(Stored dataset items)
* * *

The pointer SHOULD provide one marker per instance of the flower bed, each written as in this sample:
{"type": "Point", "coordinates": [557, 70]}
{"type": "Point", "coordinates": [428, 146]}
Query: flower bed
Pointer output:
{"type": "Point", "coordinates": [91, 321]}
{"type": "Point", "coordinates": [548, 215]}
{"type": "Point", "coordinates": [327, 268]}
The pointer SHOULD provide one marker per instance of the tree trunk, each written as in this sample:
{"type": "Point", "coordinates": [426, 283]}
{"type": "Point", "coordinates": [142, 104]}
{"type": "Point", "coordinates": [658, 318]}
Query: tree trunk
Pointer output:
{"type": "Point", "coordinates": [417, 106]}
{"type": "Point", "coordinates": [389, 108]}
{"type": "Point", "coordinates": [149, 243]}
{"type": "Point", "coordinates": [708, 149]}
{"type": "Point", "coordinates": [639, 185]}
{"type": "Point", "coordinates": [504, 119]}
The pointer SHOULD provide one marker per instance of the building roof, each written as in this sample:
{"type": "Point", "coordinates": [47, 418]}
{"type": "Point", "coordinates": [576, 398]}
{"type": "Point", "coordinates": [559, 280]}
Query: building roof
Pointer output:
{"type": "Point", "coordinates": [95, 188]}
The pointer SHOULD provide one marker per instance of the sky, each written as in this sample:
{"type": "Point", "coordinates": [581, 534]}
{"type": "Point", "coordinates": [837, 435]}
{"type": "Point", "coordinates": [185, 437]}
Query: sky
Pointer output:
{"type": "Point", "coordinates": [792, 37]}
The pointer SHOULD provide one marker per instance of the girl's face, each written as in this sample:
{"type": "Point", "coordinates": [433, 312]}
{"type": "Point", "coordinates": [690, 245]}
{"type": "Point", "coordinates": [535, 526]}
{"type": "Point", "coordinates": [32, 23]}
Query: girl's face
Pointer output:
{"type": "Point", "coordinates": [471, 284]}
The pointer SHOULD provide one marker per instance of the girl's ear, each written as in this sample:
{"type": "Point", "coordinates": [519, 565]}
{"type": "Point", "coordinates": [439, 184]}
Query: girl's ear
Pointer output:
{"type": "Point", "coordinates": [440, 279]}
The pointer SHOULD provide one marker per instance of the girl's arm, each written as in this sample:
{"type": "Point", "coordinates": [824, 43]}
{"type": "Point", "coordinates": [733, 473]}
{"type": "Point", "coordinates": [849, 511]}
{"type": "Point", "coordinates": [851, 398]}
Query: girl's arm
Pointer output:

* * *

Exercise requirements: Nothing in the data may differ; print all of it exactly as written.

Result of this task:
The pointer SHOULD provide one marker per instance of the flower bed, each written as in this sample:
{"type": "Point", "coordinates": [557, 70]}
{"type": "Point", "coordinates": [428, 146]}
Query: flower bed
Pointer output:
{"type": "Point", "coordinates": [91, 321]}
{"type": "Point", "coordinates": [548, 215]}
{"type": "Point", "coordinates": [327, 268]}
The pointer SHOULD provide one marker per instance of the tree trunk, each written as in this sample:
{"type": "Point", "coordinates": [426, 283]}
{"type": "Point", "coordinates": [142, 104]}
{"type": "Point", "coordinates": [658, 318]}
Query: tree trunk
Pointer output:
{"type": "Point", "coordinates": [417, 106]}
{"type": "Point", "coordinates": [389, 108]}
{"type": "Point", "coordinates": [149, 243]}
{"type": "Point", "coordinates": [708, 149]}
{"type": "Point", "coordinates": [639, 185]}
{"type": "Point", "coordinates": [504, 119]}
The pointer SHOULD provide one marker per instance of the building roof, each written as in this sample:
{"type": "Point", "coordinates": [47, 418]}
{"type": "Point", "coordinates": [576, 398]}
{"type": "Point", "coordinates": [559, 280]}
Query: building roof
Pointer output:
{"type": "Point", "coordinates": [95, 188]}
The pointer SHOULD provide one marker per instance of the sky, each written as in this sample:
{"type": "Point", "coordinates": [581, 534]}
{"type": "Point", "coordinates": [837, 435]}
{"type": "Point", "coordinates": [185, 437]}
Query: sky
Pointer output:
{"type": "Point", "coordinates": [792, 37]}
The pointer SHOULD provide one marker per instance of the girl's face, each written as in this sample:
{"type": "Point", "coordinates": [433, 312]}
{"type": "Point", "coordinates": [690, 245]}
{"type": "Point", "coordinates": [535, 526]}
{"type": "Point", "coordinates": [32, 23]}
Query: girl's face
Pointer output:
{"type": "Point", "coordinates": [471, 284]}
The pointer SHOULD provide one marker per instance of the girl's ear, each written as in this sample:
{"type": "Point", "coordinates": [519, 565]}
{"type": "Point", "coordinates": [439, 184]}
Query: girl's ear
Pointer output:
{"type": "Point", "coordinates": [440, 279]}
The pointer SHOULD provide one marker per instance of the girl's arm, each written as in this sample:
{"type": "Point", "coordinates": [824, 43]}
{"type": "Point", "coordinates": [733, 473]}
{"type": "Point", "coordinates": [849, 511]}
{"type": "Point", "coordinates": [851, 398]}
Query: girl's arm
Pointer output:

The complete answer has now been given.